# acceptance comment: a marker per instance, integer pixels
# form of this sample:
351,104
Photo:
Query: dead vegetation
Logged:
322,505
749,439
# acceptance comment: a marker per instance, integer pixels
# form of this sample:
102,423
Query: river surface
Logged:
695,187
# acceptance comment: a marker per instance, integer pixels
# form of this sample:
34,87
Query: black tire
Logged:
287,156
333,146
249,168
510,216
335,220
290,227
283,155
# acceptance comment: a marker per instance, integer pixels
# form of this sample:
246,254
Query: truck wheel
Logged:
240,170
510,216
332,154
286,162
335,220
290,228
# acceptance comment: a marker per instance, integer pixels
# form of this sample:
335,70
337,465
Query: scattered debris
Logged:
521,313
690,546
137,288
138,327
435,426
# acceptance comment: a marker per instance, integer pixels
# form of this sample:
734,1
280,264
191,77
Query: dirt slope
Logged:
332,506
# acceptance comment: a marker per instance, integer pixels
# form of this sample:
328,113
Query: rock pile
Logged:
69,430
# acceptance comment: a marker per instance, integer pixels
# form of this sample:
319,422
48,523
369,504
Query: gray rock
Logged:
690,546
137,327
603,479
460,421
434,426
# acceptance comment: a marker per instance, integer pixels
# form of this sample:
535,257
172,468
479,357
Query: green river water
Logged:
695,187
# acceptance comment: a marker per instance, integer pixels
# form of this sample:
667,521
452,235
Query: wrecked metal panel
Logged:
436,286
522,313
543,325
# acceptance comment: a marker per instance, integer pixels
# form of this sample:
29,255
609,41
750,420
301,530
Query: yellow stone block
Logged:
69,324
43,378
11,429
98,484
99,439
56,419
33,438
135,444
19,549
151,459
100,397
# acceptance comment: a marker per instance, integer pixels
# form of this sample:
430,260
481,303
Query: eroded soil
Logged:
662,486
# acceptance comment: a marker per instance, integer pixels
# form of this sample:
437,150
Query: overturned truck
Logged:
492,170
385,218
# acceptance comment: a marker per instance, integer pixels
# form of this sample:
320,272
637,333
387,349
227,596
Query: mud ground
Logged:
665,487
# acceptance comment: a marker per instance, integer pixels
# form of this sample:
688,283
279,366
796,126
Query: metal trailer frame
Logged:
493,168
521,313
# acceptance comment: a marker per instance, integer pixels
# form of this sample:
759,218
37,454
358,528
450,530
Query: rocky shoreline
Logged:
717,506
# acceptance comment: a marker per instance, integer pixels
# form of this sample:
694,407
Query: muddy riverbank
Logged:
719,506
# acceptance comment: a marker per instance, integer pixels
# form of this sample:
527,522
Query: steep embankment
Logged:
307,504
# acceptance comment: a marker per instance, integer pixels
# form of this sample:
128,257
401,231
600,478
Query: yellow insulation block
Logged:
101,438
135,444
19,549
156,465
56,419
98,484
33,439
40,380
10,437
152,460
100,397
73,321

» **The task**:
Report each line of the records that contains the string "yellow", matching case exactly.

» **Expected output**:
Query: yellow stone block
Query: yellow insulation block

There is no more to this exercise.